In the last post, I introduced the consistency between the time-average and the space-average of Markov chains (under certain regularity conditions). In this post, I will first introduce a dynamical system perspective that can explain this consistency. Then, based on this understanding, I will introduce two sets of conditions that lead to the consistency between the time-average and the space-average but are more general than the Markov condition. Finally, I will provide several examples to explain how to apply these more general conditions in practice.

概念与定义 Concepts and Definitions

在前面几篇文章中,我介绍了两种建模(离散时间)随机过程的方式:考虑由随机变量组成的序列,或是在序列空间上定义的随机变量族。具体来说,对随机变量序列$\{X_n\}$,根据Kolmogorov延拓定理我们可以将其看作是序列空间$(S^{\{0,1,\cdots\}},\mathcal{S}^{\{0,1,\cdots\}})$上的坐标映射$X_n(\omega) = \omega_n$。在这篇文章中,我们将引入一种新的建模方式:将随机过程$\{X_n\}$看做是某个可测函数$\varphi$的迭代。具体来说,我们考虑一阶平移算子$\varphi=\theta_1$;容易看出$X_n(\omega) = X_0(\varphi^n(\omega))$。这样,我们就可以引入动力系统理论中的工具来对$\{X_n\}$的渐近性质进行分析。

> **任务要求**: 将上文讲时间平均与空间平均的原文从"In the last"开始、一直到"conditions in practice."为止的部分重写一遍，并把其中的"space-average"一律改为"ensemble-average"。

[数据]
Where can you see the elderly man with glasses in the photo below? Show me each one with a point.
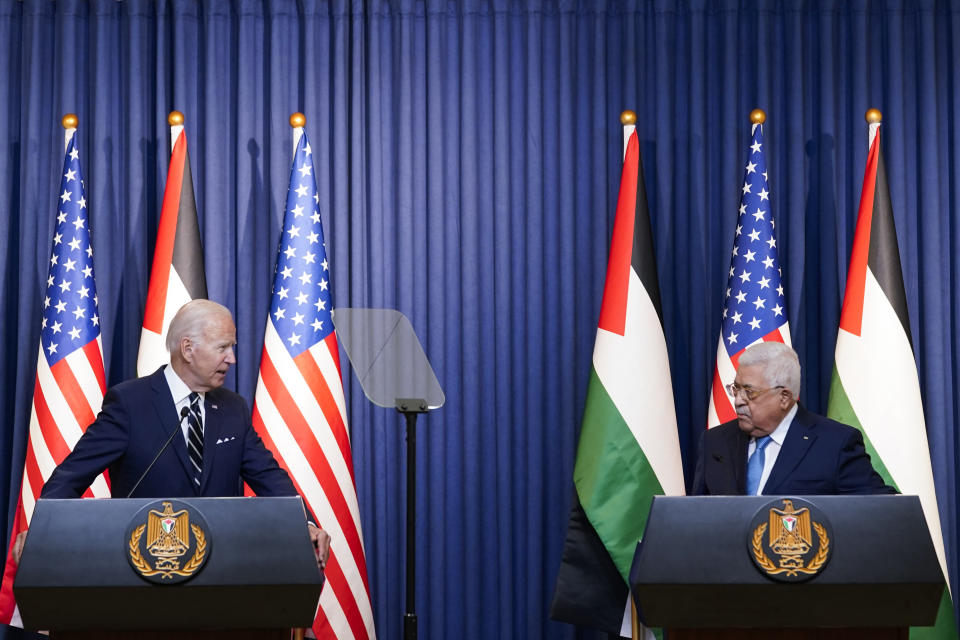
(775, 446)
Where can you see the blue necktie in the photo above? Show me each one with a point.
(755, 466)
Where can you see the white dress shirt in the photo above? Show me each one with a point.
(181, 398)
(772, 450)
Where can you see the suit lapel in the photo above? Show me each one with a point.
(798, 441)
(211, 433)
(738, 450)
(167, 413)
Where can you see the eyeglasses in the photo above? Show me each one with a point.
(751, 393)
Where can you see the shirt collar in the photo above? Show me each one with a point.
(779, 434)
(178, 388)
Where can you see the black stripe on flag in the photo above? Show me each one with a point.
(884, 258)
(643, 260)
(590, 592)
(187, 249)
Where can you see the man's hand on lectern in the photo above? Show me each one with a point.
(18, 546)
(321, 544)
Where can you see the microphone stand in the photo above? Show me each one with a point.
(183, 414)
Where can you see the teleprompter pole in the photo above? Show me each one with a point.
(411, 408)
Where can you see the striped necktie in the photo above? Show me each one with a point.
(755, 466)
(195, 436)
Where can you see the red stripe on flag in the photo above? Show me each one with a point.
(721, 401)
(300, 430)
(851, 316)
(166, 233)
(7, 603)
(613, 310)
(331, 412)
(31, 473)
(48, 426)
(95, 358)
(336, 578)
(72, 393)
(334, 573)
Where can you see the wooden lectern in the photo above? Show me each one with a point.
(259, 576)
(694, 572)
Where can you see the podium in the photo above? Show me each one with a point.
(79, 575)
(697, 570)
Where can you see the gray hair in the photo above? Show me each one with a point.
(189, 321)
(780, 362)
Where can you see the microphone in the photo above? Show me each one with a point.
(183, 414)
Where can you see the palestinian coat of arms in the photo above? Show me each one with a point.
(799, 544)
(168, 547)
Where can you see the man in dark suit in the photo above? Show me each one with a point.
(777, 447)
(215, 448)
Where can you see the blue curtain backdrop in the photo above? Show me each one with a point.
(468, 159)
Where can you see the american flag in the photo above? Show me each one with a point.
(754, 308)
(70, 382)
(299, 409)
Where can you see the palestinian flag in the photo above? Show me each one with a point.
(875, 356)
(628, 450)
(177, 276)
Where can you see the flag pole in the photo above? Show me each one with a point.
(757, 117)
(873, 117)
(297, 120)
(628, 119)
(175, 120)
(69, 123)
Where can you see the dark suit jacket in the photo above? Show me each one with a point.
(137, 418)
(819, 457)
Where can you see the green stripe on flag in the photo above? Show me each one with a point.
(615, 482)
(840, 409)
(945, 628)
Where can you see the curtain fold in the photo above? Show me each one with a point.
(468, 157)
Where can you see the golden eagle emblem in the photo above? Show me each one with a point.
(167, 542)
(791, 536)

> **练习结果**:
In the last post, I introduced the consistency between the time-average and the ensemble-average of Markov chains (under certain regularity conditions). In this post, I will first introduce a dynamical system perspective that can explain this consistency. Then, based on this understanding, I will introduce two sets of conditions that lead to the consistency between the time-average and the ensemble-average but are more general than the Markov condition. Finally, I will provide several examples to explain how to apply these more general conditions in practice.